[Problem details]:
Pull out every line in the entries below that contains the string "positive", copying each one unchanged.

[Collected data]
<<<<

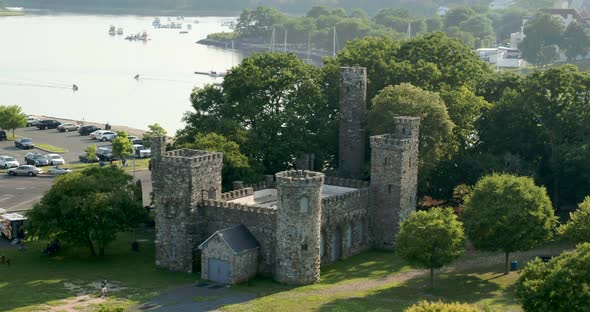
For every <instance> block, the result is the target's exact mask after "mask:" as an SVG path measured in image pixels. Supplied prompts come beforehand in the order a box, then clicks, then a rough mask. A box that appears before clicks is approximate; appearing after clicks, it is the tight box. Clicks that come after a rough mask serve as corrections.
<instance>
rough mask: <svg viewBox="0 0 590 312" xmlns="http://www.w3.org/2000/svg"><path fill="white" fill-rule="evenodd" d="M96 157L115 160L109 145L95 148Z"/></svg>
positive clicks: (104, 158)
mask: <svg viewBox="0 0 590 312" xmlns="http://www.w3.org/2000/svg"><path fill="white" fill-rule="evenodd" d="M96 157H98V159H99V160H102V161H111V160H115V158H114V157H113V150H112V149H111V148H110V147H99V148H97V149H96Z"/></svg>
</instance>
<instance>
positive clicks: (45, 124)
mask: <svg viewBox="0 0 590 312" xmlns="http://www.w3.org/2000/svg"><path fill="white" fill-rule="evenodd" d="M59 125H61V122H59V121H57V120H53V119H46V120H40V121H39V122H38V123H37V128H39V129H40V130H47V129H55V128H57V126H59Z"/></svg>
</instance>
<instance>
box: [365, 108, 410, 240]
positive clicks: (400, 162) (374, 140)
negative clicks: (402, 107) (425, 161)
mask: <svg viewBox="0 0 590 312" xmlns="http://www.w3.org/2000/svg"><path fill="white" fill-rule="evenodd" d="M395 122H396V132H395V133H394V134H386V135H380V136H374V137H371V149H372V150H371V206H370V207H371V210H370V216H371V220H370V222H371V232H372V237H373V247H375V248H377V249H393V247H394V242H395V236H396V233H397V231H398V228H399V223H400V221H403V220H404V219H405V218H406V217H407V216H408V215H409V213H410V212H412V211H414V210H415V208H416V189H417V176H418V132H419V126H420V118H415V117H397V118H396V119H395Z"/></svg>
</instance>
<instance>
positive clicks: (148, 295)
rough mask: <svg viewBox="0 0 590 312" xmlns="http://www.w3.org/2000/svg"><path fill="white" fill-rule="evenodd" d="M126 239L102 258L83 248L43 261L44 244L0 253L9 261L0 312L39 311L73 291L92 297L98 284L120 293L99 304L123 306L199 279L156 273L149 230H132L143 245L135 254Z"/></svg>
mask: <svg viewBox="0 0 590 312" xmlns="http://www.w3.org/2000/svg"><path fill="white" fill-rule="evenodd" d="M131 238H132V236H131V234H128V233H123V234H120V235H119V237H118V239H117V241H115V242H114V243H113V244H112V245H110V246H109V247H108V248H107V250H106V255H105V257H104V258H93V257H90V256H89V255H88V254H89V253H88V250H86V249H65V250H62V251H61V252H60V254H59V255H58V256H55V257H48V256H45V255H43V254H42V253H41V249H42V248H44V247H45V244H46V243H45V242H34V243H28V244H27V250H26V251H19V250H16V249H10V250H2V249H0V254H3V255H6V256H8V257H9V258H10V259H11V265H10V266H7V265H5V264H1V265H0V277H1V278H0V291H1V292H2V302H1V303H0V310H2V311H39V310H42V309H44V308H48V306H55V305H58V304H60V303H62V302H64V300H66V299H68V298H72V297H75V296H76V294H77V293H78V292H87V293H90V294H98V288H97V287H98V286H97V285H100V281H101V280H103V279H106V280H108V281H109V283H114V284H115V285H117V286H118V287H121V288H122V289H121V290H120V291H116V292H115V291H114V290H113V291H111V292H109V296H108V297H107V298H108V299H107V302H106V303H104V305H105V306H122V307H128V306H131V305H133V304H135V303H138V302H143V301H146V300H147V299H149V298H151V297H153V296H155V295H157V294H158V293H160V292H162V291H166V290H167V289H169V288H171V287H173V286H175V285H179V284H186V283H190V282H194V281H195V280H197V279H198V278H199V276H198V275H192V274H184V273H174V272H168V271H163V270H159V269H156V267H155V265H154V244H153V232H152V231H142V232H141V233H139V231H138V239H144V240H145V242H143V241H142V242H141V243H140V252H133V251H131V247H130V242H131ZM91 296H92V297H94V295H91Z"/></svg>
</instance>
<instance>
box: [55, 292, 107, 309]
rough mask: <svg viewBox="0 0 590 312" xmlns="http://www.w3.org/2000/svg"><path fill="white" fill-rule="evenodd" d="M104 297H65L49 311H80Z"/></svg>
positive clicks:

>>>>

[Written reply]:
positive clicks: (104, 158)
positive clicks: (45, 124)
positive clicks: (400, 162) (374, 140)
positive clicks: (148, 295)
positive clicks:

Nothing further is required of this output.